Reproduce the passage of the restaurant listings between "432 Wellington West, 416-626-6262, leselectbistro.com" and "mushroom fresh rolls.", inclusive.

## Text for analysis
※ ※ ※

432 Wellington West, 416-626-6262, leselectbistro.com
Cà Phê Rang
If you haven’t yet checked out chef Rang Nguyen’s collaborative spot with his culinary bestie Matty Matheson, it’s just a quick stroll north of King West. (Fun fact: The two met years ago while working at – drumroll – Le Select.) The menu draws broadly from Nguyen’s upbringing in southern Vietnam, with a few French twists. Pho and banh mi are both hearty, soul-warming options; vegetarians will want to grab the halloumi banh mi (with miso eggplant in place of pate) and mushroom fresh rolls.
147 Spadina, 416-546-8995, capherang.ca
Khao San Road
Dive into a bowl of comfort – gloriously rich khao soi noodles, fruity massaman curry, bold pad gra prao – at this lively, modern Thai spot, or head upstairs to sister bar Bang Sue to crush some satay and spring rolls under the gleam of the disco ball.

※ ※ ※

## Referring expression data
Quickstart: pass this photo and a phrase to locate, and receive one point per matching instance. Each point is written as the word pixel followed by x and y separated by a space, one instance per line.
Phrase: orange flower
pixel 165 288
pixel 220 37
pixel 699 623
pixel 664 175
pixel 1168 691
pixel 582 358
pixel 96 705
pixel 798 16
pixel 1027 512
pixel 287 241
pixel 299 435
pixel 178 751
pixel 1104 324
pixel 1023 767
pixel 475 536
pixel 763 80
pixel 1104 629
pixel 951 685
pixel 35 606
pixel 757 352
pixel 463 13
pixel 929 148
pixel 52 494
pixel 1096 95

※ ※ ※

## Expected output
432 Wellington West, 416-626-6262, leselectbistro.com
Cà Phê Rang
If you haven’t yet checked out chef Rang Nguyen’s collaborative spot with his culinary bestie Matty Matheson, it’s just a quick stroll north of King West. (Fun fact: The two met years ago while working at – drumroll – Le Select.) The menu draws broadly from Nguyen’s upbringing in southern Vietnam, with a few French twists. Pho and banh mi are both hearty, soul-warming options; vegetarians will want to grab the halloumi banh mi (with miso eggplant in place of pate) and mushroom fresh rolls.